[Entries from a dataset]
***

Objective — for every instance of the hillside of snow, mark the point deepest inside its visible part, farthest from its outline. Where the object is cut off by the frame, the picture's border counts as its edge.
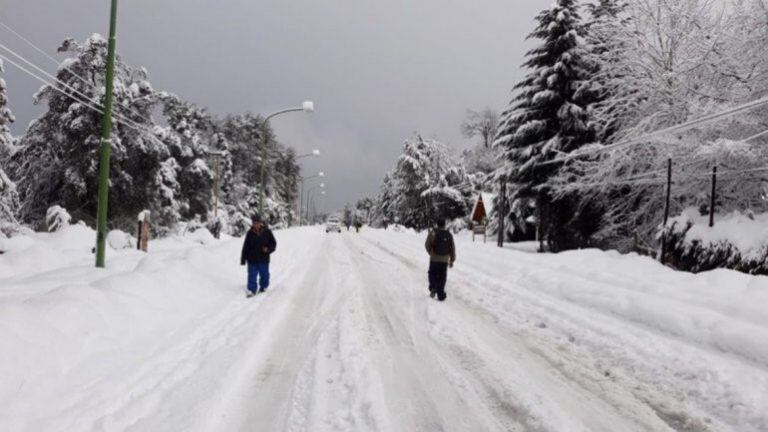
(347, 339)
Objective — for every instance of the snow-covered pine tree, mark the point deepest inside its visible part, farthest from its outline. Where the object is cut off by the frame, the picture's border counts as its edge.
(195, 131)
(285, 180)
(546, 120)
(427, 184)
(57, 160)
(385, 211)
(9, 199)
(670, 62)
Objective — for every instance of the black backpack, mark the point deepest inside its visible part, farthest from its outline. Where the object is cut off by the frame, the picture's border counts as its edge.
(442, 245)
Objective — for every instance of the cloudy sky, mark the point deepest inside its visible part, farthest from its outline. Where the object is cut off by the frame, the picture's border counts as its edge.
(378, 71)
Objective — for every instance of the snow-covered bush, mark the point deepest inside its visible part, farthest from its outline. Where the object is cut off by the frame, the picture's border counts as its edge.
(737, 241)
(57, 218)
(425, 184)
(119, 240)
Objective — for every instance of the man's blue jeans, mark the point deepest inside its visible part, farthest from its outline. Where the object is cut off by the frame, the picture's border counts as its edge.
(258, 276)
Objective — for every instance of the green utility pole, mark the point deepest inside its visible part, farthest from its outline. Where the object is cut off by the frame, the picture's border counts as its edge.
(106, 130)
(265, 142)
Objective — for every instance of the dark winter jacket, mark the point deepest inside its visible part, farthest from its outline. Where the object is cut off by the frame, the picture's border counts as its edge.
(430, 246)
(258, 246)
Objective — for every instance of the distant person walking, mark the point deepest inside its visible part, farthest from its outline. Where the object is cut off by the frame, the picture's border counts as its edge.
(258, 246)
(442, 254)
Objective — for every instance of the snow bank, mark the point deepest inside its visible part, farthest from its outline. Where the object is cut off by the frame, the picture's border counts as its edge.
(66, 328)
(700, 337)
(736, 241)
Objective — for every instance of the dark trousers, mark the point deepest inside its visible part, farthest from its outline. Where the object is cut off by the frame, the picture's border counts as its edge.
(438, 275)
(258, 277)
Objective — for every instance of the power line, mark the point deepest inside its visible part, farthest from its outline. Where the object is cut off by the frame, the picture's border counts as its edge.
(67, 86)
(677, 128)
(124, 122)
(54, 61)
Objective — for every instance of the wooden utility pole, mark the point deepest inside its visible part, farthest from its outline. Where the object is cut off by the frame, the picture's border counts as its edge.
(666, 212)
(106, 132)
(712, 198)
(502, 210)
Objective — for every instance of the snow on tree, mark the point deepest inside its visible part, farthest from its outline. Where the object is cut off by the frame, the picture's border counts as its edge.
(57, 218)
(670, 62)
(482, 124)
(546, 119)
(9, 198)
(426, 184)
(57, 161)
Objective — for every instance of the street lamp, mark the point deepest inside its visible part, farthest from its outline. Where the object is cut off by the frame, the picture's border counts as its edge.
(315, 152)
(301, 193)
(311, 196)
(307, 107)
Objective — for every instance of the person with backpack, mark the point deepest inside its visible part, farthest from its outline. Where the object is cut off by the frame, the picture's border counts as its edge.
(258, 246)
(442, 254)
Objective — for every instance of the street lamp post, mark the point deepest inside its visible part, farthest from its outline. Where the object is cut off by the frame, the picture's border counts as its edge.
(301, 193)
(314, 153)
(311, 196)
(308, 107)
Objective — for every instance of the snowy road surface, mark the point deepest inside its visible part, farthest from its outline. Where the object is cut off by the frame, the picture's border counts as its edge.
(347, 339)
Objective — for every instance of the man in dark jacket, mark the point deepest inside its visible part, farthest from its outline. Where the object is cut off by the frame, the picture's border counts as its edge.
(442, 254)
(259, 244)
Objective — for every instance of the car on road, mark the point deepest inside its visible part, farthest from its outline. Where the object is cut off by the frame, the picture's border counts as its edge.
(332, 224)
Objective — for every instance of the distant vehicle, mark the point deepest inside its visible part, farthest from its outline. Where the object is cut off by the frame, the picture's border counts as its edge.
(332, 224)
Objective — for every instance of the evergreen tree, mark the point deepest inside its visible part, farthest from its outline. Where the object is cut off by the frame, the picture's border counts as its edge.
(547, 119)
(426, 184)
(9, 199)
(57, 162)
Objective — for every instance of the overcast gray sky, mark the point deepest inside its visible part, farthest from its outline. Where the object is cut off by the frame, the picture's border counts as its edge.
(377, 70)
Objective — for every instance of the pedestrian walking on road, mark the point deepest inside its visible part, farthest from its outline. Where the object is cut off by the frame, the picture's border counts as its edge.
(258, 246)
(442, 254)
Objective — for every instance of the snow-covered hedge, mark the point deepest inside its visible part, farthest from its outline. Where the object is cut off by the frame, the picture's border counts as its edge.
(736, 241)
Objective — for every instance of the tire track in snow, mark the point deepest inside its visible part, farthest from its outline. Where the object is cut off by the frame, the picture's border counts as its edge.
(423, 382)
(265, 384)
(494, 372)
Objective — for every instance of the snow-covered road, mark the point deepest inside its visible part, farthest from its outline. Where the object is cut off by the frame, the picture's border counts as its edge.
(347, 339)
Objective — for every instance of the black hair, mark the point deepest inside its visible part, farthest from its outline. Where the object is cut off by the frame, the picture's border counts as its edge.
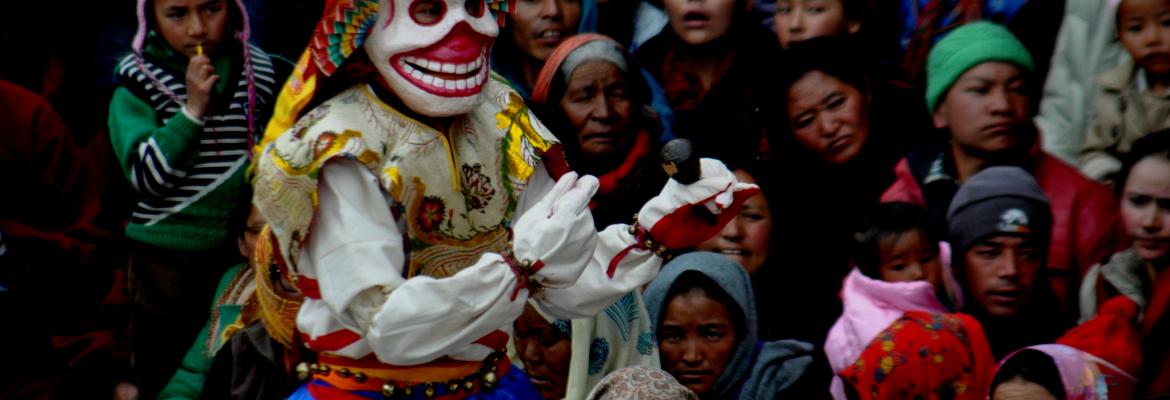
(1034, 366)
(887, 222)
(553, 117)
(1156, 144)
(696, 280)
(832, 55)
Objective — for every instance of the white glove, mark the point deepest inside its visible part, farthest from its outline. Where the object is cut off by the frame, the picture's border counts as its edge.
(672, 219)
(558, 232)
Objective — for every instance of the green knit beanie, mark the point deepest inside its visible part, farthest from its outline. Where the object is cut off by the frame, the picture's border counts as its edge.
(969, 46)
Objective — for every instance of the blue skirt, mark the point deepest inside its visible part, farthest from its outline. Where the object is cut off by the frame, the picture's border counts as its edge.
(513, 386)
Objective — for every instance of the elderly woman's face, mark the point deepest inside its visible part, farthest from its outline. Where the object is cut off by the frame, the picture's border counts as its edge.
(598, 105)
(828, 116)
(545, 352)
(696, 339)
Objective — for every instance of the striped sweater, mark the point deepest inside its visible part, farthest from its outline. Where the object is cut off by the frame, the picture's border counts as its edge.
(188, 176)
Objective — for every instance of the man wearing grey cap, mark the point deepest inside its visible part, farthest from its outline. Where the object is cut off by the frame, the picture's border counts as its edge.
(999, 225)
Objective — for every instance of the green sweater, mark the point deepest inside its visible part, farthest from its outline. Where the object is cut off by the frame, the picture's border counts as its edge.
(190, 176)
(188, 380)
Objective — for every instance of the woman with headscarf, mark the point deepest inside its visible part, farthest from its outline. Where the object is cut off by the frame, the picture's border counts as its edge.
(642, 384)
(566, 359)
(1059, 372)
(592, 95)
(704, 321)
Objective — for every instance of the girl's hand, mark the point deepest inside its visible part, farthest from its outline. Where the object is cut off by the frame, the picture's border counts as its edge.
(200, 81)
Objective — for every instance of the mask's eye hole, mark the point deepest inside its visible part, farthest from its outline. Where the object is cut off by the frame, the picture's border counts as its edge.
(474, 7)
(428, 12)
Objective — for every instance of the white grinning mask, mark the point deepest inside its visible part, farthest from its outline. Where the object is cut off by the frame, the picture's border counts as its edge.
(433, 54)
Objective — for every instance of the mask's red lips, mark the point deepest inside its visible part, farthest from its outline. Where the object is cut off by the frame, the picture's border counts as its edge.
(454, 67)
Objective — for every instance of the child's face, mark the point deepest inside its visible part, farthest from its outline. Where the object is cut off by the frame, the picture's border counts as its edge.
(187, 23)
(745, 239)
(700, 21)
(985, 108)
(1146, 208)
(798, 20)
(1144, 30)
(910, 256)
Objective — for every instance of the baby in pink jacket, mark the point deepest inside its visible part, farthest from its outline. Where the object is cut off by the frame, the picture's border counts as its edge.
(900, 267)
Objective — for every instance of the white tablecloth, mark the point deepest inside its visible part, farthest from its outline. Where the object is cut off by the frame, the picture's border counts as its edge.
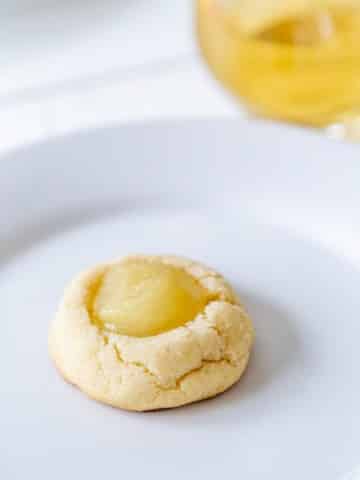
(74, 65)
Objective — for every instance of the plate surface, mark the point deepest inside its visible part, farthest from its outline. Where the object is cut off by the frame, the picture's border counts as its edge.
(274, 209)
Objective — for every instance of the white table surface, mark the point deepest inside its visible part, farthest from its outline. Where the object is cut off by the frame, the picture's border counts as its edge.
(73, 65)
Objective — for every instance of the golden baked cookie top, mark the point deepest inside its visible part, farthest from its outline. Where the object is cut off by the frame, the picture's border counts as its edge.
(151, 332)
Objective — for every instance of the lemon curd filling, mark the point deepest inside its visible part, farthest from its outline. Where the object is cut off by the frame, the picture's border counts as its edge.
(142, 298)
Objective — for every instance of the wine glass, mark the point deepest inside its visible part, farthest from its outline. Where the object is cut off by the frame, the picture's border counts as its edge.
(290, 60)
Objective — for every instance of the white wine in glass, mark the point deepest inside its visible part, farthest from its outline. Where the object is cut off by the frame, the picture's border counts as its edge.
(291, 60)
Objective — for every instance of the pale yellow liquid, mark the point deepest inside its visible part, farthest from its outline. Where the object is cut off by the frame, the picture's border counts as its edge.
(141, 298)
(304, 69)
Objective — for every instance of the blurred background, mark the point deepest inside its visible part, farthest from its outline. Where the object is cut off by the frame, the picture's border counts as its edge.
(73, 64)
(69, 65)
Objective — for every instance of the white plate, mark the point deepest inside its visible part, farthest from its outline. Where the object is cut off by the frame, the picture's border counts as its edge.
(276, 210)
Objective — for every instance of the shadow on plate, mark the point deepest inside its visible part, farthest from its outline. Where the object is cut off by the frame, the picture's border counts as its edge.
(28, 236)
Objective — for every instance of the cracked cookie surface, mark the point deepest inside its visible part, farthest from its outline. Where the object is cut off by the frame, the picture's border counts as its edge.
(194, 361)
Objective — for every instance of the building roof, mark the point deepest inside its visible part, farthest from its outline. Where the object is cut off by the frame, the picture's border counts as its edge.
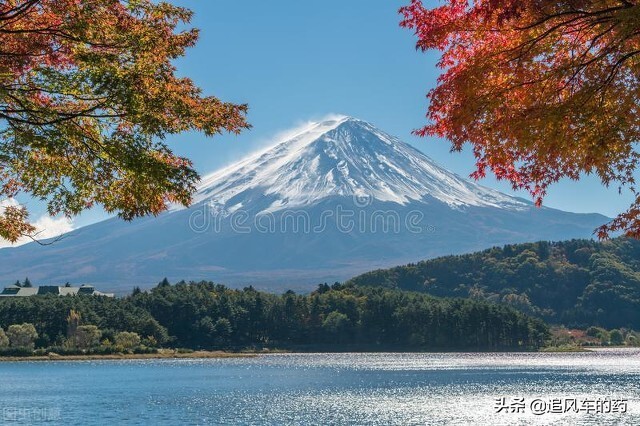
(15, 291)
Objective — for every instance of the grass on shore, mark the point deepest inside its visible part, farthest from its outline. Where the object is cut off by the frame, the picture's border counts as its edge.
(161, 354)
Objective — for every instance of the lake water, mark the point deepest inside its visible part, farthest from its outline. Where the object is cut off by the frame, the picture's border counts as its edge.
(596, 388)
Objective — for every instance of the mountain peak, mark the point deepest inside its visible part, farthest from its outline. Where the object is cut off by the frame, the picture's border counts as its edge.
(342, 157)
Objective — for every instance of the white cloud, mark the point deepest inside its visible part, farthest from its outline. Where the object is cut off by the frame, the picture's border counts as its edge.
(46, 226)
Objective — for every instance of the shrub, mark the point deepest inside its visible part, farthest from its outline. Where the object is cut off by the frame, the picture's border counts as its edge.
(22, 335)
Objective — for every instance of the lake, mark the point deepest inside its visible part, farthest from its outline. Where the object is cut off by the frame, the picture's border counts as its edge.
(598, 388)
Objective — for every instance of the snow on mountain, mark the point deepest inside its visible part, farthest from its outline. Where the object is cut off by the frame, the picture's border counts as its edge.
(341, 197)
(343, 157)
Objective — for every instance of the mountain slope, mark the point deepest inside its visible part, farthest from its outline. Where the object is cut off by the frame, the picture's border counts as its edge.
(578, 283)
(337, 199)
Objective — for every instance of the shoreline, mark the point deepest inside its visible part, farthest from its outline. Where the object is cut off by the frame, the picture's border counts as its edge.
(120, 357)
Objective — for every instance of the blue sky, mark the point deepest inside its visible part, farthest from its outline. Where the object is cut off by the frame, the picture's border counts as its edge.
(295, 61)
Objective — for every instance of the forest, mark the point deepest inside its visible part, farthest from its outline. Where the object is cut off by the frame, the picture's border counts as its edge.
(210, 316)
(578, 283)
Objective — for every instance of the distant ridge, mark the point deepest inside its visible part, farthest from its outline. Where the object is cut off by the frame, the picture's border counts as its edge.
(339, 198)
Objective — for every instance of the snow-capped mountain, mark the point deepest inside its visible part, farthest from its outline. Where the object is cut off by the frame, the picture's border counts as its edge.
(338, 198)
(344, 157)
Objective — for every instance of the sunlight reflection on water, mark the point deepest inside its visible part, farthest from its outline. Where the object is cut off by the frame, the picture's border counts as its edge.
(379, 389)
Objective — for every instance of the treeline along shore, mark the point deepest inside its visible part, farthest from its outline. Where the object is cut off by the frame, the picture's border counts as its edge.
(209, 316)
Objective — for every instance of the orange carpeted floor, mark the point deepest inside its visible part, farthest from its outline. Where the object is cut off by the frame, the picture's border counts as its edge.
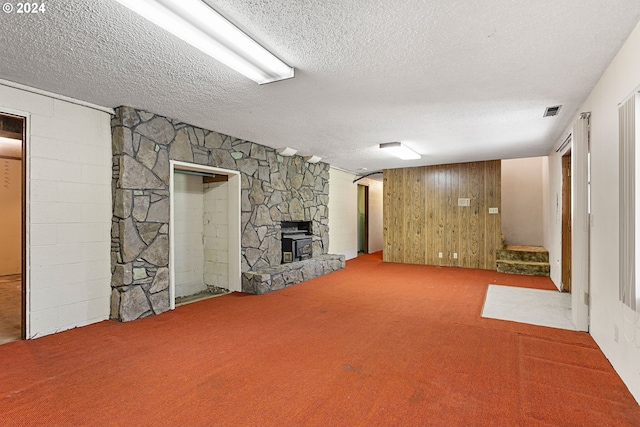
(374, 344)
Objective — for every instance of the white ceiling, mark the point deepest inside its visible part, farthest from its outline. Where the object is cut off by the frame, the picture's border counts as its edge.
(457, 80)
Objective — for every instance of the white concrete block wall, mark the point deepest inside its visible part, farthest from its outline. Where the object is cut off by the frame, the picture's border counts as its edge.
(69, 211)
(216, 234)
(188, 234)
(522, 201)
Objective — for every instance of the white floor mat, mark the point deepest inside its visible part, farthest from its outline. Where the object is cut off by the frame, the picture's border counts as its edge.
(532, 306)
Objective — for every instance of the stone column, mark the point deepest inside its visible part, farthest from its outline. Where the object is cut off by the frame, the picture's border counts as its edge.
(140, 224)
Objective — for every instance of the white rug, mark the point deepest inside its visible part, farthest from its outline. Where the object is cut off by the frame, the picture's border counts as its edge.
(532, 306)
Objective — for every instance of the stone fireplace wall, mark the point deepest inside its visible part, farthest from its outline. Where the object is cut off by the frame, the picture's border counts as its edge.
(274, 189)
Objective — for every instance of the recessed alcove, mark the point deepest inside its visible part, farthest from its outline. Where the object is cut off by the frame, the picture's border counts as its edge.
(204, 229)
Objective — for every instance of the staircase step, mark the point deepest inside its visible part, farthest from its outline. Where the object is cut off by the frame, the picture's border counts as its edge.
(526, 268)
(523, 253)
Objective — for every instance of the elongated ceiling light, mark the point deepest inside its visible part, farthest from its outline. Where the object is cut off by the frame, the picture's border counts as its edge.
(399, 150)
(199, 25)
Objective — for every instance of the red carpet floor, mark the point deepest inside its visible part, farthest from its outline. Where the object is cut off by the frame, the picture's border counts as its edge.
(374, 344)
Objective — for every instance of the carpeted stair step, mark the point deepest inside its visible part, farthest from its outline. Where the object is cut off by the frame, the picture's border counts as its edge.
(523, 253)
(526, 268)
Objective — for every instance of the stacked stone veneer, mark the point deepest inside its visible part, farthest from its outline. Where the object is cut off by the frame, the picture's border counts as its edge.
(278, 277)
(274, 189)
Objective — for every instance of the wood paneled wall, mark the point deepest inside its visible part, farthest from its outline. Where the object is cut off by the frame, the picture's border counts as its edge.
(422, 216)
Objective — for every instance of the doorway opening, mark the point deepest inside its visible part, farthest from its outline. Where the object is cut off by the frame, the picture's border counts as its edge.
(566, 222)
(204, 232)
(12, 228)
(363, 219)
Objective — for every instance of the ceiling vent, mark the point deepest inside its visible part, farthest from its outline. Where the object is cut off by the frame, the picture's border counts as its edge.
(552, 111)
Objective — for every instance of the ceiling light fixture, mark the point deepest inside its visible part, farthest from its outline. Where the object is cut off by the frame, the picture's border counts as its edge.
(199, 25)
(400, 150)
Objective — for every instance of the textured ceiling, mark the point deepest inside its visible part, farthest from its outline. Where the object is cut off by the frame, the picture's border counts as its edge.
(455, 80)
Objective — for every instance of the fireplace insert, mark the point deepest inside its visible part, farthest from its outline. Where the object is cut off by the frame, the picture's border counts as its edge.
(296, 241)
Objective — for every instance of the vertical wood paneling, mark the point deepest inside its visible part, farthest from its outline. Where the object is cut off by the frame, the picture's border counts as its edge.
(465, 217)
(422, 216)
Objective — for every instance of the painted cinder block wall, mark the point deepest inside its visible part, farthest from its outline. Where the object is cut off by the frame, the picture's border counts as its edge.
(69, 204)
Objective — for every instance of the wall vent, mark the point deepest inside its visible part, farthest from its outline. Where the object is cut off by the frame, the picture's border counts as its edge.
(552, 111)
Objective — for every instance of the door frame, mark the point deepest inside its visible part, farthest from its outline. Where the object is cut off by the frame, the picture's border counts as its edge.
(26, 179)
(366, 217)
(566, 222)
(580, 223)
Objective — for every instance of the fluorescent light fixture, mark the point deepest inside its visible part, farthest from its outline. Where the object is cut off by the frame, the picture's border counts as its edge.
(202, 27)
(312, 159)
(399, 150)
(287, 151)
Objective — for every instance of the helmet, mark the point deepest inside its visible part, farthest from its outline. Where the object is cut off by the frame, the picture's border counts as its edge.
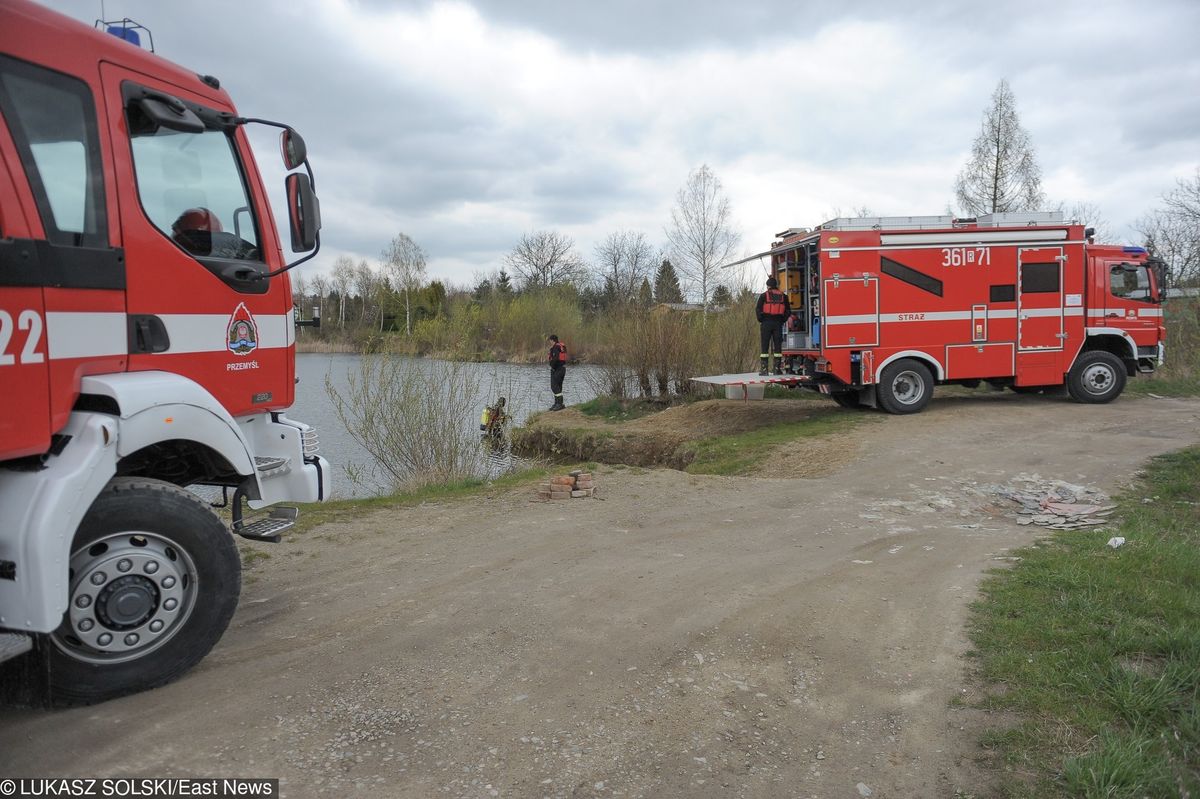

***

Description of the task
Omit the pictures, and please restate word for word the lines running from the line with "Objective — for every instance of the fireplace" to the end of the entries.

Output for this exercise
Objective — for every instance of the fireplace insert, mark the point deepest inside its visible part, farthest from its outline. Where the object is cut off by the frame, the picture's border counts as its edge.
(296, 241)
Objective — for every instance of the vertical wood paneling, mark the point deepest inside its visible part, farthest from its outline. Where the object is cut off by the frame, the picture's border counts as its edge.
(465, 217)
(422, 216)
Objective — for every instance of the painted cinder block wall, mark the point deepest inside its visible part, farthest from its outline. Where the object is cut off by the frame, the picture's border counts as its edge.
(69, 204)
Objective — for every instance of the wall vent, mark the point deepest inside its visible part, farthest from its outline. Where the object is cut off by the frame, the picture's border counts as its edge.
(552, 111)
Objective — for every instance of the door frame, mark the point deepest inside its visible part, farthest from its outline. Where the object is cut off by the frame, the picture's border counts as its edge.
(26, 179)
(366, 217)
(566, 222)
(580, 223)
Objective — for every instance of the fluorescent light fixture, mark the point deepest inside its visible part, farthest from its outline. Where the object is cut off by the frame, the picture's border counts as its edge.
(202, 27)
(312, 159)
(399, 150)
(287, 151)
Objective — for every instance of the helmet, mark the point deepest inside its visible part, farthest from its outline. Where the object is cut off by the frame, the picture's border counts as its edge.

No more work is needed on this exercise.